Rescale the records from the line that contains "Step 1: scan the image for white" through the line that contains "[286,162,380,253]", both included, and reproduce all of those lines, requests too. Multiply every bounding-box coordinate in the answers by 1.85 and round each to a whole number, with halves rounded up.

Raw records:
▽
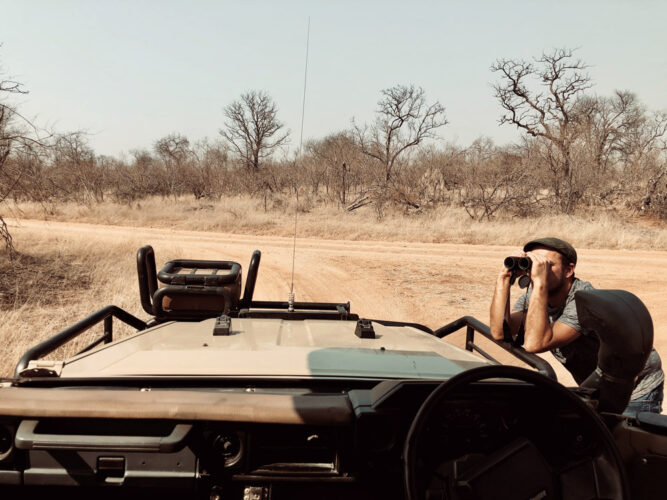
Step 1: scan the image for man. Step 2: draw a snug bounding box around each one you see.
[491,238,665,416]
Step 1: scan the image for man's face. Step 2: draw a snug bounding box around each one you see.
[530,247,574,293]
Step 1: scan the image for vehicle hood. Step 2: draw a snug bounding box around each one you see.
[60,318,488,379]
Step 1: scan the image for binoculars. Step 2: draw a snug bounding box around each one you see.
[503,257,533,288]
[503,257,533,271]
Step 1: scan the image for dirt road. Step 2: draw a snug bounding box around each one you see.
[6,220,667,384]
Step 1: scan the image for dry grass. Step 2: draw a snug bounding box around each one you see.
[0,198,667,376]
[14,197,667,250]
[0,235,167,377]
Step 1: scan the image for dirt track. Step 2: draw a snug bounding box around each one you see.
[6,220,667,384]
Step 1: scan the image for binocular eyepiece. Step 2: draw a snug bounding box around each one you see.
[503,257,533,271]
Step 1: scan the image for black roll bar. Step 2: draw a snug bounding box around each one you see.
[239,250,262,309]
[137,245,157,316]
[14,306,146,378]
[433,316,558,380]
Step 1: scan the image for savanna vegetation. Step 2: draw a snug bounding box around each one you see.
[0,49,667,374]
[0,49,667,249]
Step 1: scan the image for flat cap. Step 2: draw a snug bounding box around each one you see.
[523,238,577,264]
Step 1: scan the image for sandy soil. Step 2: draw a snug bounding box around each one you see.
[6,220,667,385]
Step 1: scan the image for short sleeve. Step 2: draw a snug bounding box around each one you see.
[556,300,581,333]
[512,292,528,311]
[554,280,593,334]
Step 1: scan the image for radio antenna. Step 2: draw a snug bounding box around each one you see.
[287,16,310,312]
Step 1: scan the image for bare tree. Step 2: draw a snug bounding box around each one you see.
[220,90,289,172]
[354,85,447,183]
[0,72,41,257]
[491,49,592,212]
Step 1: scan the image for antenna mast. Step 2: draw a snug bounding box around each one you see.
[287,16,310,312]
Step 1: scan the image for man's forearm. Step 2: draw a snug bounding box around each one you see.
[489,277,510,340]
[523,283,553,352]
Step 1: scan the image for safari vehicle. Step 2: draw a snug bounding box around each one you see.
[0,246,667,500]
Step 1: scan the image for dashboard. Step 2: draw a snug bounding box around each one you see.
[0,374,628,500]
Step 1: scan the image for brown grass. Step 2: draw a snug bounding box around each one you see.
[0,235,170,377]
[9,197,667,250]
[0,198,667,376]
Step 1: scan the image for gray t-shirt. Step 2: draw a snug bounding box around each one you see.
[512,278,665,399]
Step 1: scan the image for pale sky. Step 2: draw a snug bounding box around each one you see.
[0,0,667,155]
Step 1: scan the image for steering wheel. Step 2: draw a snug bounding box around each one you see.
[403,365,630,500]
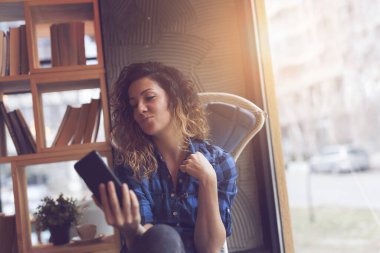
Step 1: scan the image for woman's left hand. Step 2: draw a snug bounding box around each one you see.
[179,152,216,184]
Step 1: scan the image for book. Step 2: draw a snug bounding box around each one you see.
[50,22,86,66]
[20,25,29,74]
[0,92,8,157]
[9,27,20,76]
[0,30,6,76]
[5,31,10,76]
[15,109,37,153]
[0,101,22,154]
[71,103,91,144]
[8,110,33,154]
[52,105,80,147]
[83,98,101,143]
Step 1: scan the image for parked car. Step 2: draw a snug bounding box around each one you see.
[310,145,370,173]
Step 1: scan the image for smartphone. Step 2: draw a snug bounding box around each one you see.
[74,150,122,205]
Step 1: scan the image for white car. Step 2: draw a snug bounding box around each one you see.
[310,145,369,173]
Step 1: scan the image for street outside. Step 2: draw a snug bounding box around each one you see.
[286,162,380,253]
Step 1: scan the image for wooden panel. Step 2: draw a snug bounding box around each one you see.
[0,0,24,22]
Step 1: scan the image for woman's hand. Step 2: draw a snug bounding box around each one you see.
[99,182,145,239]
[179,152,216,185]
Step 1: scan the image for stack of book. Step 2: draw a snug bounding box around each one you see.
△
EXPECTED ANSWER
Step 1: scan the image for white car. Step 2: draw a snug bounding box around each one you see.
[574,268,683,320]
Step 1: scan the image for street outside. Step 2: draw a snug bounding box around each one you see.
[529,300,703,468]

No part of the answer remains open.